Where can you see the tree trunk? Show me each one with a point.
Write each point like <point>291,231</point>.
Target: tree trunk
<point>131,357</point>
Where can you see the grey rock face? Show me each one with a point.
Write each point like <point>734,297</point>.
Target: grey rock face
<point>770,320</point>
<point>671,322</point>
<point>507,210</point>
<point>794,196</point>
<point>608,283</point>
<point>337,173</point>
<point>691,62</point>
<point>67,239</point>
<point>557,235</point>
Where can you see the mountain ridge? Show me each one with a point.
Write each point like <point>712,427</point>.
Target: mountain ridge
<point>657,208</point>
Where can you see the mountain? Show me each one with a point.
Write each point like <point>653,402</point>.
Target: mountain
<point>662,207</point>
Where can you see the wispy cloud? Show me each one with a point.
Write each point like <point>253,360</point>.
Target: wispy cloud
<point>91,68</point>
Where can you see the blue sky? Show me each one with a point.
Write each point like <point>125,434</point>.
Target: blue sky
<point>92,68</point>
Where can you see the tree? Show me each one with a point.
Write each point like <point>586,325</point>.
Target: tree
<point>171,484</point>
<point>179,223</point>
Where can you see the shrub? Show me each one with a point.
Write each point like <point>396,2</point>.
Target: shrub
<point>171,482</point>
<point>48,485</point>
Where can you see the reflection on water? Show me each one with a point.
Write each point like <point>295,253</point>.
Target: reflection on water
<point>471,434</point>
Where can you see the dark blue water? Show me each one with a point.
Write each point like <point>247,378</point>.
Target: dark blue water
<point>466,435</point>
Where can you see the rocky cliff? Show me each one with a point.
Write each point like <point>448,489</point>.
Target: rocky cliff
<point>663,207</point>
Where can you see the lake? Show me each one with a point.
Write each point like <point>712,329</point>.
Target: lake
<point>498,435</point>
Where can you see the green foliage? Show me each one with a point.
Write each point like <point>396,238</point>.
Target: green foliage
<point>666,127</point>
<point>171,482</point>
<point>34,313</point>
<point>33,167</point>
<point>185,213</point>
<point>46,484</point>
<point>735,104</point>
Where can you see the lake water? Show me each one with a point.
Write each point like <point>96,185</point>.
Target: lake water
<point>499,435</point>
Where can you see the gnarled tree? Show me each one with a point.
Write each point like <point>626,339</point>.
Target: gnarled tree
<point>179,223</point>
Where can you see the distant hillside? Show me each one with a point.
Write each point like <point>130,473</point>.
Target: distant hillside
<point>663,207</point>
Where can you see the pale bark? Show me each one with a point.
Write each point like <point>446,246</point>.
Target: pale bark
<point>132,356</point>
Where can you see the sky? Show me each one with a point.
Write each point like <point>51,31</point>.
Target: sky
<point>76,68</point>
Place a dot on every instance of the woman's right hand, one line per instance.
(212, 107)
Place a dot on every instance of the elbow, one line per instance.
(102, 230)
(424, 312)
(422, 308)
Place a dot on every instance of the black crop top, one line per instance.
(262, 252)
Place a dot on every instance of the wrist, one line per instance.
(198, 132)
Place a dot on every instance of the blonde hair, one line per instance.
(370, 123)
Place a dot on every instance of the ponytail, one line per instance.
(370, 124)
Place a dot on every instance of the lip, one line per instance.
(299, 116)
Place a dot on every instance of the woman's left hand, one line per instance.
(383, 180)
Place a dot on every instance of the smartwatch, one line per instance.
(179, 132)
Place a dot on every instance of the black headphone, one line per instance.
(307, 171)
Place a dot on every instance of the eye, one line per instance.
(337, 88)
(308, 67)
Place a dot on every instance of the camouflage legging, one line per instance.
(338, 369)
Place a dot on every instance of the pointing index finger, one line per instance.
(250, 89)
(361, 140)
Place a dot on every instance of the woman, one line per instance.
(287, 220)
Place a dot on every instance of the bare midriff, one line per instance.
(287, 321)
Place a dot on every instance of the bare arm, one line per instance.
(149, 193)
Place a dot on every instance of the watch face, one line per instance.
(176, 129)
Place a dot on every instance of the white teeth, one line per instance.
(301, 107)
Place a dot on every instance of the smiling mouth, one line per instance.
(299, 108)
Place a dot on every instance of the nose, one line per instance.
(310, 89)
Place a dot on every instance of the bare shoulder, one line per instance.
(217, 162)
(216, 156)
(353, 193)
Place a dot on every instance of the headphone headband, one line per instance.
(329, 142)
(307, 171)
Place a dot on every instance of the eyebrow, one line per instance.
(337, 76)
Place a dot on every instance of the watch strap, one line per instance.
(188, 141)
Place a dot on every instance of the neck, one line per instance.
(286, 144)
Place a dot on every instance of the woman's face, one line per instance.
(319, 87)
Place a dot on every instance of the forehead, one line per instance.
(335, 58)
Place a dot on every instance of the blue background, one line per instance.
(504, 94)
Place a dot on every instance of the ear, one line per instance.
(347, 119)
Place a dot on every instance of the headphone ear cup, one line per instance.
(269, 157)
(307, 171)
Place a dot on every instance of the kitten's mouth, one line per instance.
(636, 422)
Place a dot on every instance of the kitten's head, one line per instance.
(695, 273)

──────

_What to work on_
Copy every one of the records above exactly as they appear, line by line, with nothing changed, added, or left out.

_Written reply_
Where can you see the tree trunk? Show me each one with a point.
Write each point like <point>291,231</point>.
Target: tree trunk
<point>131,357</point>
Where can you see the grey rock face? Show me each one with a point.
Write each point like <point>734,297</point>.
Target: grey rock face
<point>770,320</point>
<point>671,322</point>
<point>507,210</point>
<point>794,196</point>
<point>608,283</point>
<point>337,173</point>
<point>691,62</point>
<point>67,239</point>
<point>557,235</point>
Where can you see the mountain ridge? Show me each one with a point.
Write each point like <point>712,427</point>.
Target: mountain ridge
<point>657,208</point>
Where can you see the mountain? Show me each one with a point.
Write each point like <point>653,402</point>.
Target: mountain
<point>662,207</point>
Where can you see the wispy cloud? Show me each one with a point.
Write each point like <point>253,360</point>.
Target: wispy cloud
<point>91,68</point>
Where can you see the blue sky? Show me each one with a point.
Write each point like <point>125,434</point>.
Target: blue sky
<point>92,68</point>
Where can you see the tree? Show me each one with a point.
Write each point like <point>586,325</point>.
Target: tree
<point>171,484</point>
<point>179,223</point>
Where can you see the shrub? Show me each one with a point.
Write each point like <point>396,2</point>.
Target: shrub
<point>171,482</point>
<point>48,485</point>
Where can you see the reflection on water? Show me each one with a point.
Write each point like <point>295,253</point>.
Target: reflection on water
<point>471,434</point>
Where can you see the dark blue water? Show me each one with a point.
Write each point like <point>247,378</point>.
Target: dark blue water
<point>466,435</point>
Where can you see the rocky cliff? Show me each one with a point.
Write each point like <point>448,489</point>.
Target: rocky cliff
<point>663,207</point>
Where can you see the lake? Show me each one with a point.
Write each point like <point>712,329</point>.
Target: lake
<point>498,435</point>
Where can you see the green foliage? Show me each one with a point.
Write each point like <point>396,238</point>.
Target: green foliage
<point>666,127</point>
<point>171,482</point>
<point>34,313</point>
<point>33,167</point>
<point>185,213</point>
<point>46,484</point>
<point>735,104</point>
Where can you see the lake water? Show me each one with a point.
Write each point like <point>96,185</point>.
Target: lake water
<point>499,435</point>
Where can you see the gnarled tree? Show me each one with a point.
Write each point like <point>626,339</point>.
Target: gnarled tree
<point>179,223</point>
Where can you see the distant hillside? Show me each one with a point.
Write each point like <point>130,473</point>.
Target: distant hillside
<point>663,207</point>
Where can you see the pale bark? Show me each one with a point.
Write each point like <point>446,246</point>.
Target: pale bark
<point>132,356</point>
Where can you see the sky? Show me each one with a point.
Write each point like <point>51,31</point>.
Target: sky
<point>76,68</point>
Place a dot on every instance of the woman's right hand, one line per instance.
(212, 107)
Place a dot on every instance of the elbow, one line per instance.
(102, 230)
(424, 312)
(422, 308)
Place a dot on every instance of the black crop top, one line per instance.
(262, 252)
Place a dot on every instance of the wrist, one line per instance.
(198, 132)
Place a dot on every instance of the blonde hair, one line per instance.
(370, 123)
Place a dot on every instance of the ponytail, one line per instance.
(370, 124)
Place a dot on every instance of the lip, one line per instance.
(299, 116)
Place a dot on every instance of the woman's left hand, one line per instance.
(383, 180)
Place a dot on every instance of the smartwatch, one line per instance.
(179, 132)
Place a dot on every instance of the black headphone, one line per instance.
(307, 171)
Place a dot on every instance of the eye, one line per instance.
(337, 88)
(308, 67)
Place a dot on every instance of the camouflage legging, one line per instance.
(338, 369)
Place a dot on every instance of the pointing index finger, one line per instance.
(250, 89)
(361, 140)
Place a dot on every instance of the woman, one line per instance.
(287, 220)
Place a dot on every instance of the bare midriff, one line per instance.
(287, 321)
Place a dot on every instance of the bare arm, one line per instance.
(149, 193)
Place a dot on every instance of the watch face, one line per instance.
(176, 129)
Place a dot on every instance of the white teeth, one line per instance.
(301, 107)
Place a dot on every instance of the smiling mouth, one line per instance.
(299, 108)
Place a dot on every instance of the nose, one line per instance.
(310, 89)
Place a dot on every instance of the bare shoulder, one line per instance.
(217, 162)
(216, 156)
(353, 193)
Place a dot on every instance of the headphone headband, one line per instance.
(329, 142)
(307, 171)
Place a dot on every instance of the eyebrow, one line per instance.
(337, 76)
Place a dot on every instance of the watch strap, one line per instance.
(188, 141)
Place a dot on every instance of the neck, one line per instance.
(286, 144)
Place a dot on every instance of the woman's face, one line per instance.
(319, 87)
Place a dot on every instance of the forehead, one line per instance.
(335, 58)
Place a dot on every instance of the blue background, one line per instance.
(504, 94)
Place a dot on every instance of the ear, one line per instance.
(347, 119)
Place a dot on every instance of the headphone ear cup, one line per instance.
(269, 157)
(307, 171)
Place a dot on every instance of the kitten's mouth, one line per instance.
(636, 422)
Place a dot on every instance of the kitten's head, one line per instance.
(695, 273)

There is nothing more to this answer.